Text under study
━━━━━━━━━━━━━━━━━━━━
PROMO 64xP People - Politician Cory Gardner John Hickenlooper

Gardner, Hickenlooper debate in last faceoff ahead of election

John Hickenlooper, Cory Gardner
Derek Draplin | The Center Square

(The Center Square) – Incumbent Republican U.S. Sen. Cory Gardner and former Democratic Gov. John Hickenlooper squared off in the fourth and final scheduled Colorado Senate debate just three weeks before Election Day.

The debate, which took place at Colorado State University in Fort Collins, was hosted by 9News, Colorado Politics, the Coloradoan, and several television stations from across the state. Tuesday night’s debate follows a wide-ranging debate Friday night, the same day general election ballots began going out to Colorado voters. 

Both candidates were notably asked about several ballot measures Colorado voters are currently deciding on leading up to November 3.
━━━━━━━━━━━━━━━━━━━━
Dataset records
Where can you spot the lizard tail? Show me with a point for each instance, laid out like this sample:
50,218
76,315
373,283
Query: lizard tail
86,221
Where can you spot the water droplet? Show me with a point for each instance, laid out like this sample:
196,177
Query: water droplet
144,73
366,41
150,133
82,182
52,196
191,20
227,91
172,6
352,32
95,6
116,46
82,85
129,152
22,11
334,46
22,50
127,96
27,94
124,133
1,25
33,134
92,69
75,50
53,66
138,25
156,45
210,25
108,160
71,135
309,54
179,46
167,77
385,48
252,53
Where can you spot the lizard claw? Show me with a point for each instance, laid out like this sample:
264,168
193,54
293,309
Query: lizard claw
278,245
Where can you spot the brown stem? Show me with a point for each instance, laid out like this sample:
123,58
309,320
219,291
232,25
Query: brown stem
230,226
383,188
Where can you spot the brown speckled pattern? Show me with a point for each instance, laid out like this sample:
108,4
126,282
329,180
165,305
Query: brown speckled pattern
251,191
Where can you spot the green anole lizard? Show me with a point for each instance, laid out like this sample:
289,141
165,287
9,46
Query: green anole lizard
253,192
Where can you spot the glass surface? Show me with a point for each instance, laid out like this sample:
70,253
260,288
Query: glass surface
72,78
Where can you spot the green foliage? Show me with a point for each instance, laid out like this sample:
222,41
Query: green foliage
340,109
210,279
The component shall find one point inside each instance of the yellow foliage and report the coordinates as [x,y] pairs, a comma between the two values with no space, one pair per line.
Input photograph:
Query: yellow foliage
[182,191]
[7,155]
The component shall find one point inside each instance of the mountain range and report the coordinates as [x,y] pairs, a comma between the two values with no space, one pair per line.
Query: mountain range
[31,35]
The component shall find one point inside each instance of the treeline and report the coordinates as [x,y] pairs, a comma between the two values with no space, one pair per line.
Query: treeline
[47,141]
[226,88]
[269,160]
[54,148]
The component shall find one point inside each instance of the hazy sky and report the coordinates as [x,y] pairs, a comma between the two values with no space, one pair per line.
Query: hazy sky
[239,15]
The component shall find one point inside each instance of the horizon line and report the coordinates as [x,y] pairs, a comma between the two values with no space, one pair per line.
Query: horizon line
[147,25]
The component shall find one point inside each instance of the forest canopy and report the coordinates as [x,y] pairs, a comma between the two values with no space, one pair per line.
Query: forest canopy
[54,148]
━━━━━━━━━━━━━━━━━━━━
Exercise requirements
a. Transcribe the passage of the Gardner-Hickenlooper debate article from "The debate, which" to "up to November 3.".
b. Answer these questions from the Gardner-Hickenlooper debate article.
(i) At which university was the debate held?
(ii) Where did this debate fall in the series of scheduled Colorado Senate debates?
(iii) What began going out to Colorado voters on the day of the Friday night debate?

Solution list
a.
The debate, which took place at Colorado State University in Fort Collins, was hosted by 9News, Colorado Politics, the Coloradoan, and several television stations from across the state. Tuesday night’s debate follows a wide-ranging debate Friday night, the same day general election ballots began going out to Colorado voters. 

Both candidates were notably asked about several ballot measures Colorado voters are currently deciding on leading up to November 3.

b.
(i) Colorado State University in Fort Collins
(ii) It was the fourth and final scheduled debate.
(iii) General election ballots